* PASSAGE:

Updated Necurs Malware Capable of Carrying Out DDoS Attacks

Developers behind Nercus botnet have added a new component to the malware that will enable it to perform DDoS attacks.

Developers of the Nercus botnet malware have loaded it with a new component that will give it the capability of executing DDoS attacks, according to a recent research from BitSight’s Anubis.

The malware was apparently modified in September 2016 with a DDoS facility and a new set of control-and-command communication functions, and is now a threat to more than one million Windows PCs it is installed in.

Necurs is a collection of malware that provides attackers remote access and control of the system that the malware has been installed in.

It was first documented in 2014, and has since spread to PCs of multiple unsuspecting users across the planet through infected email attachments.

According to Trend Micro, the modular malware is installed by other download applications as a secondary program and is mainly used by marketers to broadcast spam email messages.

* REQUIREMENT:
Reproduce the portion of the malware article from "Developers behind Nercus" up to and including "been installed in.".

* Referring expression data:
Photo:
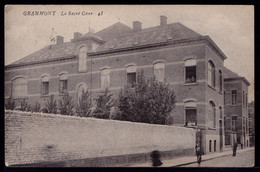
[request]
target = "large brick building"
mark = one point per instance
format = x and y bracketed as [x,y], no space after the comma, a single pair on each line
[236,108]
[192,65]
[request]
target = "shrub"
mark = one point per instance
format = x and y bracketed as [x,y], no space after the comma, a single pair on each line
[10,105]
[50,105]
[66,105]
[104,104]
[84,106]
[148,101]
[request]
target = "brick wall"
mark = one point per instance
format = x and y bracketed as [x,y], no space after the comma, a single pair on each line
[38,137]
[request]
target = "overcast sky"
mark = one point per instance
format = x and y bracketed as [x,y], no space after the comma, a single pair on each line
[230,27]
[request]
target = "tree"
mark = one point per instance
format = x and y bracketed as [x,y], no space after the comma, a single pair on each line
[104,104]
[66,105]
[84,106]
[50,105]
[148,101]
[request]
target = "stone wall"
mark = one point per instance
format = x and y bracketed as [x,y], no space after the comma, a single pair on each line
[32,138]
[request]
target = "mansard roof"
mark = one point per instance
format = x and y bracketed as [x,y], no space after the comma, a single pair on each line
[118,37]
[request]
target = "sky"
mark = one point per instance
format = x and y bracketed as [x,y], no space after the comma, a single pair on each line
[231,27]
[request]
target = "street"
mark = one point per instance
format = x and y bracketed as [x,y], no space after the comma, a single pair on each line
[243,159]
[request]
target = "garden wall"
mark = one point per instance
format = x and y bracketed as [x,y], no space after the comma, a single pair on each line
[58,140]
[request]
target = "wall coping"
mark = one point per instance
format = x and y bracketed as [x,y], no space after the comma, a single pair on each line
[90,119]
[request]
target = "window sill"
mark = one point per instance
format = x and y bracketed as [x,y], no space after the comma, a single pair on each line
[19,98]
[212,88]
[193,83]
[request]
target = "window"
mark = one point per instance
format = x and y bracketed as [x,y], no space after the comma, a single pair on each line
[224,97]
[190,113]
[190,71]
[131,75]
[159,71]
[246,100]
[215,145]
[212,115]
[81,88]
[19,87]
[234,97]
[63,83]
[243,99]
[220,112]
[210,146]
[45,85]
[233,123]
[211,74]
[105,78]
[220,81]
[82,62]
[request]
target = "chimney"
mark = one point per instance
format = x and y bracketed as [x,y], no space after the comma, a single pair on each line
[60,39]
[77,35]
[163,21]
[137,26]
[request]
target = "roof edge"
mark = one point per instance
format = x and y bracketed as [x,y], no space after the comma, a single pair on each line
[39,62]
[237,78]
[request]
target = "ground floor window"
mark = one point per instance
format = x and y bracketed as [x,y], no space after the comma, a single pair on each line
[191,117]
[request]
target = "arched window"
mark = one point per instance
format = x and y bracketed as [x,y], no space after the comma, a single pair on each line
[105,78]
[81,88]
[45,85]
[131,74]
[211,74]
[82,62]
[19,87]
[220,81]
[190,113]
[63,83]
[159,71]
[190,70]
[212,115]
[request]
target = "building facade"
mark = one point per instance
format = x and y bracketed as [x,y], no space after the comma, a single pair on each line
[236,109]
[190,63]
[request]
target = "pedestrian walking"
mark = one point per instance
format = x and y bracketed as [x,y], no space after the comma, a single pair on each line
[155,155]
[198,154]
[234,149]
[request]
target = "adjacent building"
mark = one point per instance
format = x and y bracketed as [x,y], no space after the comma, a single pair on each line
[236,109]
[192,64]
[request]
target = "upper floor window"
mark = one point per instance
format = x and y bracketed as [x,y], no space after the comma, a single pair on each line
[190,113]
[131,75]
[211,74]
[233,123]
[82,62]
[220,112]
[19,87]
[63,83]
[105,78]
[190,71]
[159,71]
[212,114]
[234,97]
[220,81]
[45,85]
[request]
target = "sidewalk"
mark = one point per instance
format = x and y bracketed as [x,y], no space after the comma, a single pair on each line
[178,161]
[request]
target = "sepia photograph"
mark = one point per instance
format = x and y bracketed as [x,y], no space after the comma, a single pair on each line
[129,86]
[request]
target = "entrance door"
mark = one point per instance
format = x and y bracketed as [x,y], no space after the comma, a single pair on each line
[220,135]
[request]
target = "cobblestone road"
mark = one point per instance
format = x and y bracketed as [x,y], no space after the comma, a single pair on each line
[243,159]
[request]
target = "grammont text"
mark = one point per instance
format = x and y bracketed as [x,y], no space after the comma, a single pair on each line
[39,13]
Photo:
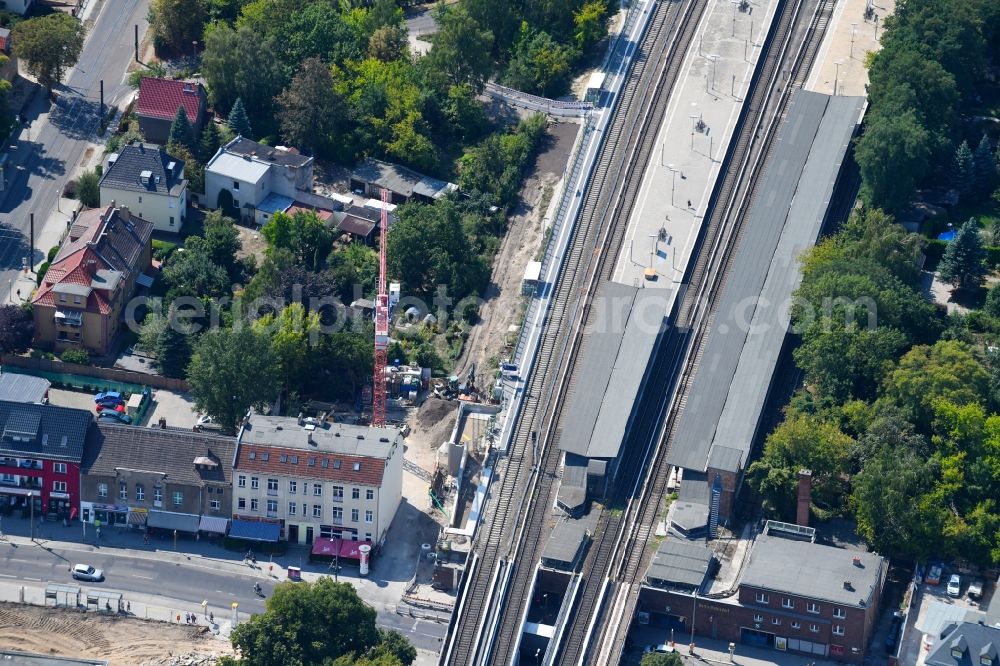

* TASK ANSWER:
Developers behind Nercus botnet have added a new component to the malware that will enable it to perform DDoS attacks.

Developers of the Nercus botnet malware have loaded it with a new component that will give it the capability of executing DDoS attacks, according to a recent research from BitSight’s Anubis.

The malware was apparently modified in September 2016 with a DDoS facility and a new set of control-and-command communication functions, and is now a threat to more than one million Windows PCs it is installed in.

Necurs is a collection of malware that provides attackers remote access and control of the system that the malware has been installed in.